_GOAL OF THE EXERCISE_
Images do not belong in the copy. Retype the entries exactly.

_SOURCE RECORDS_
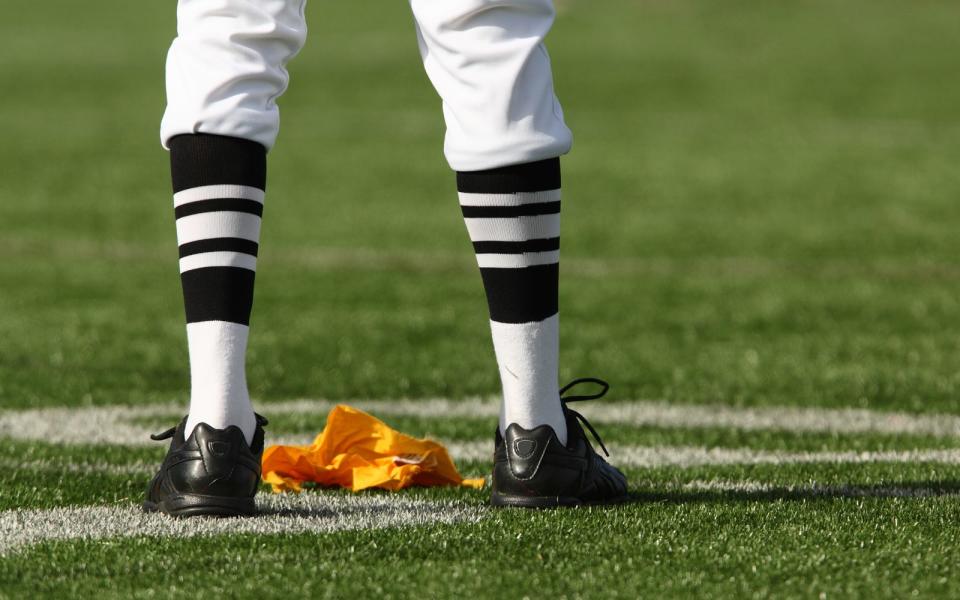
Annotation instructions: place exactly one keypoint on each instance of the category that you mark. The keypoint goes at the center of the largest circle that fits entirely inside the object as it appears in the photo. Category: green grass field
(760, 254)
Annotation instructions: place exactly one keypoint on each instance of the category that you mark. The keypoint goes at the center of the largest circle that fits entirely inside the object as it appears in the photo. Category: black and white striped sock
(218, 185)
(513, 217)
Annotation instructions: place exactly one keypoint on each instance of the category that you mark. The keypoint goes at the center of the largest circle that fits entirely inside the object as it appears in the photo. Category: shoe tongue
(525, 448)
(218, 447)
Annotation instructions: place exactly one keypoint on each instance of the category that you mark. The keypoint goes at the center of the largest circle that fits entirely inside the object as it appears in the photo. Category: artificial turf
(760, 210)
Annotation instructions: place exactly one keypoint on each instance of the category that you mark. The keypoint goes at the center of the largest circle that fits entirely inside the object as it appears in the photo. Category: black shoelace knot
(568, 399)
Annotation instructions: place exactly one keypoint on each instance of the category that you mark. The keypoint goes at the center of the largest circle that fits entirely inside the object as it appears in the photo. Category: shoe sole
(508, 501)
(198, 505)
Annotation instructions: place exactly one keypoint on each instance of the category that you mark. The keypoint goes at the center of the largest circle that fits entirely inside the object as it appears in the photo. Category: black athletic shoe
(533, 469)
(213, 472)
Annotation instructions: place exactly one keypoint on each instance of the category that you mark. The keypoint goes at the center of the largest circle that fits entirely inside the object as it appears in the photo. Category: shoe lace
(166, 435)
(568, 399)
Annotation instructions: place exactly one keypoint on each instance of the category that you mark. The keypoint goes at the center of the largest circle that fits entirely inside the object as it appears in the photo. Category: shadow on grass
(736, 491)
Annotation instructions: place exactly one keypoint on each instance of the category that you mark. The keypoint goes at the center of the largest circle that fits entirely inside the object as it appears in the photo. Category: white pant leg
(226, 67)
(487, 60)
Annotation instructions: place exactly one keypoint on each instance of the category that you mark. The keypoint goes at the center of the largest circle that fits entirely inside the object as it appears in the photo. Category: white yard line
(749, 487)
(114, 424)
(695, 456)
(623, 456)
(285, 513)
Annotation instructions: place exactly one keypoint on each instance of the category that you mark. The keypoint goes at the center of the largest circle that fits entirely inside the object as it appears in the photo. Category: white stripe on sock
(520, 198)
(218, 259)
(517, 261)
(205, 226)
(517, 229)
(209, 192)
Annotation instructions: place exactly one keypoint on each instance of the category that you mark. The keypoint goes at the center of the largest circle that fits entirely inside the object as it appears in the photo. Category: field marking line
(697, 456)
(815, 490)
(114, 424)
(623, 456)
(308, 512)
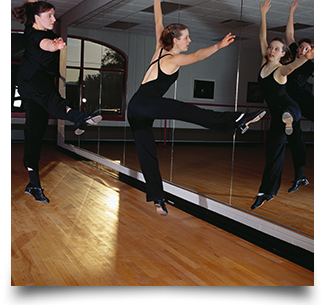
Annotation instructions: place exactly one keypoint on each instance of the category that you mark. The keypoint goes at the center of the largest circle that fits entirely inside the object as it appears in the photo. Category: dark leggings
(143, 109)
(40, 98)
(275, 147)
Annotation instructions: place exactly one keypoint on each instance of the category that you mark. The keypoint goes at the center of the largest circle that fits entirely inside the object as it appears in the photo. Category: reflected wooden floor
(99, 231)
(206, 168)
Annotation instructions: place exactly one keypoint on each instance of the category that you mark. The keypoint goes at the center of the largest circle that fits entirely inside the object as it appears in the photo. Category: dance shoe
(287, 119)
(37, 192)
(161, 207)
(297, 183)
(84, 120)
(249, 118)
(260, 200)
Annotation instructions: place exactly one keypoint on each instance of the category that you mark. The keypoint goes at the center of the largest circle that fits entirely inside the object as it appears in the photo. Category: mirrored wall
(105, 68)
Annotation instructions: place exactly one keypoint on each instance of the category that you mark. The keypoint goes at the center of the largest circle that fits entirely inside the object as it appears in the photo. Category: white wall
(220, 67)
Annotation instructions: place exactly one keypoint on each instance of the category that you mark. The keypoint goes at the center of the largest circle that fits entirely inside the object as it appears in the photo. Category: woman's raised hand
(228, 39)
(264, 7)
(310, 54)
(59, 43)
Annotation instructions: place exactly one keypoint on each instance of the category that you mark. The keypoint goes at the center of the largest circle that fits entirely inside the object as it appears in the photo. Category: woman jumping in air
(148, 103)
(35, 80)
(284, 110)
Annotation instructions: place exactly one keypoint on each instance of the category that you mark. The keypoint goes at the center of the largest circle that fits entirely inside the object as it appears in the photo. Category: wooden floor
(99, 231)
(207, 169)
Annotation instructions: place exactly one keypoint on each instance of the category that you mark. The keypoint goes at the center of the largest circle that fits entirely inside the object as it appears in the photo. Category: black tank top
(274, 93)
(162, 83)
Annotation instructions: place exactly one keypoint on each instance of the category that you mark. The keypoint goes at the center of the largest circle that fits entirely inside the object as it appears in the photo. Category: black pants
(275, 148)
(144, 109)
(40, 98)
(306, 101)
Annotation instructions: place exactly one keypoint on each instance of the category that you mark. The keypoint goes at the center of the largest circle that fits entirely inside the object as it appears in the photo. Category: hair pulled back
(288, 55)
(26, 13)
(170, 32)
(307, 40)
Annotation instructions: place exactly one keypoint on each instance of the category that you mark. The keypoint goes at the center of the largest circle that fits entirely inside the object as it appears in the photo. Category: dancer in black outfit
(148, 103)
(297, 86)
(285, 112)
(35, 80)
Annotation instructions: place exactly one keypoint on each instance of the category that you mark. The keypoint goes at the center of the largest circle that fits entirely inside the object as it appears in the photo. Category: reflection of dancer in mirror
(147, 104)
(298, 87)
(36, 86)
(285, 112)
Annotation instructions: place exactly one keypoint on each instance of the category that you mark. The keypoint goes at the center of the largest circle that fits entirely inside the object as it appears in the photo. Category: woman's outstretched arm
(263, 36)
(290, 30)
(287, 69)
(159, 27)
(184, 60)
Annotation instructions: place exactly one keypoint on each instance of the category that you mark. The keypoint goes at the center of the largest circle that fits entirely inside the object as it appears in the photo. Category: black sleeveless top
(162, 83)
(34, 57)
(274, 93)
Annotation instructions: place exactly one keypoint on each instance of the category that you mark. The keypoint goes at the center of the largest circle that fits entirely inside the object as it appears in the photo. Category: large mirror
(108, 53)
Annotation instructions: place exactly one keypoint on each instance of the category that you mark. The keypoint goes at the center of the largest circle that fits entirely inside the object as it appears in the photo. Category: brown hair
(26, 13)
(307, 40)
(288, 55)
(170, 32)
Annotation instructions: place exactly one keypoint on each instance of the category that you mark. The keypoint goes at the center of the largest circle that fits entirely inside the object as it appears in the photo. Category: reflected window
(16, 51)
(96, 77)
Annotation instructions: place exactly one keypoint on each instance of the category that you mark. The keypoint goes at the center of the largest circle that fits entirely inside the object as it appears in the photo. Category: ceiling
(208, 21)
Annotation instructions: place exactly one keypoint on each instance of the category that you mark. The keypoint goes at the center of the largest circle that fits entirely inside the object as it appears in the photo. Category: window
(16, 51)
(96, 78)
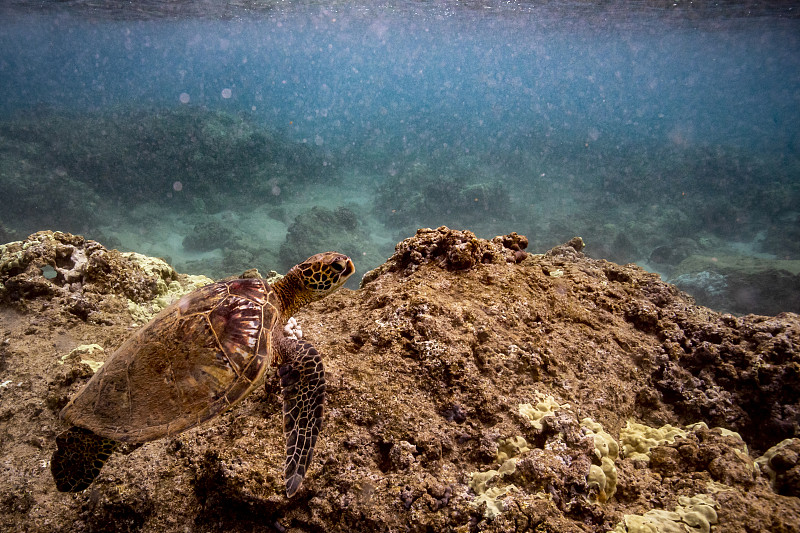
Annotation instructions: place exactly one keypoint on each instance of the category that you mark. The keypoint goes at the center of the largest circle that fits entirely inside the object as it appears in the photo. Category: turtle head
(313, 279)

_WRITTEN SOLUTION_
Annotation instructions: place exactly one keypoint on each instance of the category that you mark. The keypoint goes at the center of the largest circle that fits entirely inside the object as it appears in the photo. Category: green grass field
(760, 254)
Annotation instructions: place exactly one keypoint on each instance of the category that you mark. The keypoint goes at the center of the largest circle that fits entirely inside the object as it appears in the photo. Category: black and white striped sock
(218, 185)
(513, 217)
Annotation instructions: place exactly one keypoint on each instance of the category that you mark. The keypoint goes at the center of the largest circle that fits entirely inside the object as it appears in the photo. Category: shoe tongue
(525, 448)
(218, 447)
Annotation instructions: place exactly one keypoint on each instance of the category that you mark. The keypoint goes at the center of the largest circle that fits entirely inside the object as it appears in the photo. Category: artificial turf
(760, 210)
Annotation instructions: place exactly one keypoint on each instance of the category that you mark. The keypoint goes at the center of the largest circle that fits entirely inside the object as it appears in the photo. Category: black shoelace knot
(568, 399)
Annotation instructions: place exactly one keypoint on each instance of the category that you mark. The keypoint goes at the center of the largest circle that fits entirely inside the object as it appears in the photo. Category: shoe sole
(508, 501)
(198, 505)
Annotation instructions: place exactly one keypoint on each instance of the category that you mark. The keypoint goes at the center of the largest circle that fits entirely inside the object as it appears in the photo. Category: black athletic shoe
(533, 469)
(213, 472)
Annotation instructions: place exactly one keypoint on each instance of the category that you mark. The keypoint goes at the center of the largest circle that fits entirely inside the object as it appears in the photo. Category: shoe lace
(166, 435)
(568, 399)
Annotation instructions: place exactly one keypoint on each instance of the category that you mark. The keypoint goes at the center of the largest circle that fits entirely inside the object as it appears in the photo. Category: shadow on grass
(736, 491)
Annotation instructions: place exactly one keypoint on each instance of the category that you mark. The keypoint goes at the center of the largest circle that fits entirely inside the object as it appears in the photo. Category: white pant leg
(226, 67)
(487, 60)
Annotation instructions: place exactly one keypoint on each instance of the category that you mark. The keypoint goes at the center of the largest circle that fits entirely inside the object as it appears in the photo. Category: white yard line
(749, 487)
(114, 424)
(695, 456)
(623, 456)
(285, 513)
Annotation instructions: place exactly one keypoint on each instance of the category that you mark. The keypoint goes at the center of the largest circle that fits entirely inside the object as it appears in the photo. Category: white stripe on sock
(520, 198)
(218, 259)
(517, 261)
(205, 226)
(517, 229)
(209, 192)
Annotation instructions: place exactly one keypoint on each instance of the category that you mark. The keypoint goes at the center of the largest circle that fits entirely inside the object as it appears in the photo. Category: field marking line
(697, 456)
(815, 490)
(114, 424)
(623, 456)
(308, 512)
Annotation instructions: place exactly one keypoint on each instance of the category that you mark. The keypoint goes at the center of the largest circle that fits entirely inside the object as it appears in the photo. Category: dark leggings
(143, 109)
(40, 98)
(275, 147)
Annotation instructions: place exactly one keypoint on each instance of the category that you mark. The keypoint goes at the center of the largest circle that fits entirely inside the object as it appears in the photo. Category: reflected wooden floor
(99, 231)
(206, 168)
Annotation instructions: place exactly one keypoint on each instance of the category that you mark. The keypoint goes at the center of the largest circle that fits entirely inside the object as it appears in the photo. Category: dance shoe
(287, 119)
(37, 192)
(161, 207)
(297, 183)
(84, 120)
(249, 118)
(260, 200)
Annotation instructions: place exactly one keypoint on each instance of the category that you mark. The keypoint goes at the center of the largest circle that fits entirely inside the object as it appears in the photo. Category: mirrored wall
(105, 68)
Annotation instructions: place exactly one keypoint on each instance of the category that you mark. The keypoint goes at the center of the largest circle that fits entirely inside the object as it appears in the photo. Category: white wall
(220, 67)
Annotation instructions: place exactly one keypoint on each instance of the category that you mark. The keypoint goes at the center of the largest circle that fits entirely inside the object as it appears in the photo. Category: woman's raised hand
(228, 39)
(264, 7)
(310, 54)
(59, 43)
Annotation instructions: place exactly one keypoint on each instance of the category that you mark. The keypoint goes at the center of the largest circle that fits entirely inside the object as it appears in the photo. Category: woman jumping in air
(148, 103)
(35, 80)
(284, 110)
Annotation instructions: place exactly one keypoint on each instance of the category that you mark. The keypoint goes at the center of the largest circle that fits entirely inside the object as it appears in the photo. Category: wooden floor
(99, 231)
(207, 169)
Annotation instructions: place exactly one keypoint on each instance of the category that you mark. The keypoint goes at the center of the largest circle that fits entirely inside the object as it appears in the photo. Category: black tank top
(274, 93)
(162, 83)
Annotation instructions: place exactly one keypoint on each instance of the category that you mark. The keypoint goes at the center of the largest circle that fits entirely inside the object as it appears in the photo. Category: black pants
(275, 148)
(144, 109)
(40, 98)
(306, 101)
Annotation instructions: place exactly one keypoint on each instance of the category that you mark. The keypoint goes at the center of the largest circle that fits entirely inside the object as it appears in the photo. Category: hair pulled back
(288, 55)
(26, 13)
(170, 32)
(307, 40)
Annotation instructions: place exactly one keypoint on each instance of the category that you mark. The keypoint goes at the center of the largest circle that fits entirely inside the object as it appears in the photo. Category: dancer in black outfit
(148, 103)
(297, 86)
(285, 112)
(35, 80)
Annotation instructions: place exactly one keypoint on each instance of the category that you mark. The keypoint goes at the center of the largest circle that fits entirely inside the object as it appears in the photo. Category: reflection of dancer in mirror
(147, 104)
(298, 87)
(36, 86)
(285, 112)
Annotation instructions: place exactly one keypoint on each instance of the category that you mark. The keypoint goes at the center of the largest circle that fits entirely inside the object as it appears in the photo. Category: woman's outstretched arm
(263, 36)
(290, 30)
(287, 69)
(159, 27)
(184, 60)
Annotation instructions: place exactly one keypoint on each instance of the category that you mark. The keypoint goes at the center of the largest circle that fits entirely inside the object as it appears in the photo. Category: black sleeveless top
(162, 83)
(34, 57)
(274, 93)
Annotation instructions: place exactly one keypoint on each instance of the category that you mark. The keypoint goes at the center of the largest circle that fits entirely inside the object as it appears in the photo. Category: large mirror
(108, 53)
Annotation instructions: place exactly one keypoint on each instance of the category that you mark. The keypoint goes at the center of the largest circle that fits entirely inside the object as it appears in the photo. Category: brown hair
(26, 13)
(307, 40)
(288, 55)
(170, 32)
Annotation instructions: place exactly one keypoint on each instance of the category that you mark. The keypoint goes at the center of the largest circle that fits entirely inside the object as it appears in the photo. Category: reflected window
(16, 51)
(96, 77)
Annotation instructions: place exactly one keypoint on each instance of the category that you mark. The keypoint goes at the center of the largest circle that fits entirely inside the object as it appears in the photo. Category: ceiling
(208, 21)
Annotation instructions: place exactly one keypoint on each instance of the category that you mark. The keypoint goes at the center of the largest circle that fits entirely inside the object as it appears in the photo. Category: window
(16, 51)
(96, 78)
Annotation instructions: place exactly one keypoint on each instance of the category that you mark. The keypoint goes at the center of the largest circle that fits entirely inside the object as it appears in the photo. Category: turtle head
(313, 279)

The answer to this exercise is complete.